Modeling Microinverters and DC Power Optimizers in PVWatts

Solar photovoltaic (PV) module-level power electronics have become increasingly popular for residential and commercial installations. These systems have several benefits over traditional central inverters, such as:

  • Increased design flexibility
  • Monitoring of system performance as detailed as real time energy production of each panel
  • Improvement of energy capture from single panels not producing electricity rather than entire strings

One of the widest used PV modeling programs is NREL’s PVWatts calculator. This program performs simplified PV performance models based on several factors, including the array’s geographic location, orientation, and several loss factors that are user adjustable. The default losses in the software consider the case of a central inverter system and do not account for the use of microinverters or DC power optimizers. In order to model these systems, NREL has provided a set of guidelines for users to utilize to generate accurate results.

Source material:
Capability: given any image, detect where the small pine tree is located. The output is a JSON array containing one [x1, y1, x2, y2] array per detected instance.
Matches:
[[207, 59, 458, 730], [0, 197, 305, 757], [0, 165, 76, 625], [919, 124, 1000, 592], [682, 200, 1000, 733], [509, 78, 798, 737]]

What to do:
(1) Duplicate the stretch of the PVWatts passage from "One of the widest" through "generate accurate results.".
(2) Translate this sentence from the PVWatts passage into Spanish: "The default losses in the software consider the case of a central inverter system and do not account for the use of microinverters or DC power optimizers."
Work only from the PVWatts passage, not from the material.

Outputs for the tasks:
(1)
One of the widest used PV modeling programs is NREL’s PVWatts calculator. This program performs simplified PV performance models based on several factors, including the array’s geographic location, orientation, and several loss factors that are user adjustable. The default losses in the software consider the case of a central inverter system and do not account for the use of microinverters or DC power optimizers. In order to model these systems, NREL has provided a set of guidelines for users to utilize to generate accurate results.

(2) Las pérdidas predeterminadas del software consideran el caso de un sistema con inversor central y no tienen en cuenta el uso de microinversores ni de optimizadores de potencia de CC.